• _Exercise prompt_: Reproduce the chicken recipe below word for word, from "Step 4: Drain" down to "onions and fry.".

• _Document passage_:
Country Chicken: 2 kg 500 gm Chicken Gizzard: 500 gm Potatoes: 10 pieces
Whole Garlics: 4 Fine Chopped Onions: 4 (medium size) Tomatoes: 2
Lime: ½ piece Curry Leaves: 6 stems Whole Green Chillies: 4
Ginger Paste: 3 Tbsp Coriander Powder: 2 Tbsp Peel Cloves Of Garlics: 1 cup
Kashmiri Red Chilli Powder: 3 Tbsp Garam Masala Powder: 1 Tbsp Cow Ghee: 1 Tbsp

Marination

Salt: 2 Tbsp Organic Mustard Oil: ½ cup Turmeric Powder: 2 Tbsp

Aroma (Phoron)

Bay Leaves: 5 Whole Cumin: 1 Tbsp Panch Phoron: 1 Tbsp
Cloves: 5 Black Peepers: 1 tsp Dried Red Chillies: 4

Coriander + Garlics + Green Chillies Paste

Green Cardamom: 8 Cinnamon: 8 (1 inch each) Jaitri: 1
Jaiphol: ¼ tsp Ginger Paste: 3 Tbsp Green Chillies: 1 cup
Peel Cloves Of Garlics: 1 cup Coriander Powder: 2 Tbsp Ginger Paste: 3 Tbsp

Procedure

Step 1: Wash the chicken properly and keep in strainer for 15 minutes. Then, marinate with organic mustard oil, salt & turmeric powder. Marination time: 30 minutes.

Step 2: Wash the fresh gizzards thoroughly with water and keep in lime water for 5 minutes.

Step 3: Turn on the gas and place the pan with water. At the boiling point of water, add ¼ tsp salt. Then, add gizzards in high flame. Pour ½ tsp mustard oil. Boil for 5 minutes.

Step 4: Drain out the dirty water and keep the gizzards aside.

Step 5: Turn on the gas and place the wok. Pour 1 cup mustard oil and wait for warm.

Step 6: Fry the potatoes & whole garlics. After 5 minutes, separate the fried potatoes & whole garlics.

Step 7: In the same heated oil, add the spices for aroma. When aroma starts to come out, add sliced onions and fry.

Step 8: In the mean time, prepare the paste of coriander, garlics & green chillies.

Step 9: After frying the onions, add the marinated chicken and mix thoroughly.

Step 10: Cover with lid in high flame for 5 minutes.

Step 11: Open the lid and add the paste of coriander, garlics & green chillies. Also add the curry leaves and mix thoroughly.

Step 12: Now, add the fried potatoes and garlics. Saute in high flame.

Step 13: After 5 minutes, add the prepared gizzards and mix properly.

Step 14: Saute and add tomato pieces & lime juice. Mix thoroughly.

Step 15: Saute for 10 minutes and boil the chicken in high flame.

Step 16: Add Kashmiri Mirch Powder & peeled garlics. Mix them thoroughly.

Step 17: Now, add 3 cup warm water (1 cup at a time) and mix with the whole preparation.

Step 18: When oil starts to float, add garam masala powder and mix with the gravy. Then add cow ghee and green chillies. Mix thoroughly and taste the gravy. Add ½ tsp salt (if required) and mix properly.

Step 19: Turn off the flame and rest for 5 minutes.

Tips

  • In Step 2, cleaning of gizzard is very important. Gizzards should be cleaned thoroughly.
  • In Step 8, the paste of coriander, garlics & green chillies should be prepared by mixing and grinding the ingredients in small amounts step-by-step. So that the paste can be in its best condition.
  • In Step 15, keep boiling the chicken till the water, which came out from the chicken, gets dry.

• _Source data_:
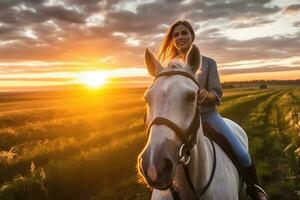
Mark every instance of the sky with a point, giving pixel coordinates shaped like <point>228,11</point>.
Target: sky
<point>55,42</point>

• _Response for this exercise_:
Step 4: Drain out the dirty water and keep the gizzards aside.

Step 5: Turn on the gas and place the wok. Pour 1 cup mustard oil and wait for warm.

Step 6: Fry the potatoes & whole garlics. After 5 minutes, separate the fried potatoes & whole garlics.

Step 7: In the same heated oil, add the spices for aroma. When aroma starts to come out, add sliced onions and fry.